Object point labels:
• • • •
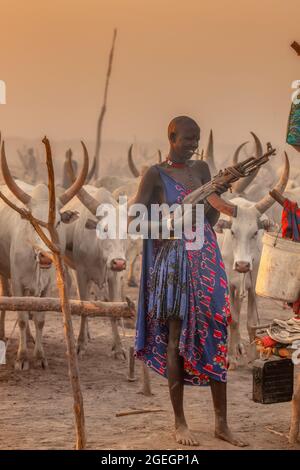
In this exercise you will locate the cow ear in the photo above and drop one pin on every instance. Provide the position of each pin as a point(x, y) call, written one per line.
point(68, 217)
point(91, 224)
point(221, 224)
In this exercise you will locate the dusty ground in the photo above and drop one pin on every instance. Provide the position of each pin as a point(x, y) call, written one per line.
point(36, 406)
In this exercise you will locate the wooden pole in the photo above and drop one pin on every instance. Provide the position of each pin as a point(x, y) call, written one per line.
point(103, 109)
point(71, 353)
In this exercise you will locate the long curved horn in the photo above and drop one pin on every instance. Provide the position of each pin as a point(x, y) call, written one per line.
point(131, 164)
point(79, 182)
point(10, 182)
point(209, 154)
point(243, 183)
point(84, 197)
point(91, 172)
point(267, 201)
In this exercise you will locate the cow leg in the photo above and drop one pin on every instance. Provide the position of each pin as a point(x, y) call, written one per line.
point(22, 362)
point(235, 347)
point(131, 273)
point(38, 353)
point(115, 293)
point(4, 291)
point(82, 341)
point(251, 321)
point(295, 419)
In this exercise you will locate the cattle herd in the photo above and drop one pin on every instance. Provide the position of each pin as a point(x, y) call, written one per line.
point(106, 265)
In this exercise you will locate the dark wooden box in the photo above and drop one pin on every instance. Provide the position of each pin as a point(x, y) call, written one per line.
point(273, 380)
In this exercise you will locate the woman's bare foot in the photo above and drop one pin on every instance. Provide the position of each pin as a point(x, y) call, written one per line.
point(225, 434)
point(184, 436)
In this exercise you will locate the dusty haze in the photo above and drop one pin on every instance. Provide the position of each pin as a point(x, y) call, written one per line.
point(228, 64)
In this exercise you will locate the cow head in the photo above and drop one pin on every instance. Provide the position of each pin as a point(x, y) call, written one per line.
point(245, 230)
point(113, 249)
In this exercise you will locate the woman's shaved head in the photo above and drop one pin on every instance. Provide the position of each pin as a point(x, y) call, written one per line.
point(179, 123)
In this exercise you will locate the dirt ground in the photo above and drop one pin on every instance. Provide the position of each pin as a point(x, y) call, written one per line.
point(36, 405)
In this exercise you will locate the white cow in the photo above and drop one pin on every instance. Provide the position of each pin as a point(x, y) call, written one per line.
point(24, 258)
point(241, 251)
point(95, 260)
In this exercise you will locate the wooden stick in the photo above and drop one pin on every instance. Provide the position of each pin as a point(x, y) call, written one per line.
point(276, 432)
point(103, 109)
point(77, 307)
point(71, 353)
point(137, 412)
point(65, 308)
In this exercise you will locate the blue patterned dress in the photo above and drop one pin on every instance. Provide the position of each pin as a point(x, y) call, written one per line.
point(191, 285)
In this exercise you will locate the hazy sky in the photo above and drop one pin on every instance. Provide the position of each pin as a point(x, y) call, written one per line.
• • • •
EXERCISE: In the records above, return only the line that contains "In this exercise you will locate the dark" and every line after it through the last, exactly as they appear.

OUTPUT OF THE TASK:
In this exercise you will locate the dark wooden box in the photo above and drop one pin on every instance. Provide the position of each pin as a point(x, y) call, written one per line.
point(273, 380)
In this exercise you will locate the woman's bare foot in the photo above and drop one pin on every instance. Provide the position of each pin as a point(x, y) call, written one per line.
point(225, 434)
point(184, 436)
In this exercise you will locate the dusty haze in the photo above and drop one pin on every instance. Provide the position of each pin as a point(x, y) call, written one per line.
point(228, 64)
In this exercise you will locate the cow head in the photo above and drop one pin on every instance. Provide the position of each pin as a point(x, y) call, written one per line.
point(245, 230)
point(113, 249)
In this exercise you will locate the woman's shaved head in the photo above and drop one pin on every instance. Provide the position of each pin as a point(x, y) call, written one per line.
point(179, 123)
In this exercise you will locate the dirt ground in the photo above and drop one pin on every instance. Provide the position of each pin as a point(x, y) call, written one per line.
point(36, 405)
In this exercise you will locate the white cow in the photo above and drop one pin on every instance. Provide the position of each pin as a point(x, y) call, written one per line.
point(24, 258)
point(241, 251)
point(95, 260)
In this exercise you will locate the wooden stick in the photo above and drop one pin on every instance. Provide the position of each pin as a point(x, y) call, written one per line.
point(276, 432)
point(103, 109)
point(77, 307)
point(71, 353)
point(137, 412)
point(65, 308)
In this exercise you will locate the blue patterned dress in the photo above and drop one pin on every instance. Provide the position of each pin as a point(x, y) call, written one per line.
point(191, 285)
In this exercise you will locate the hazy sky in the photo above and drop one pin on every instance. Provide the position of each pin as a point(x, y) call, written one per line.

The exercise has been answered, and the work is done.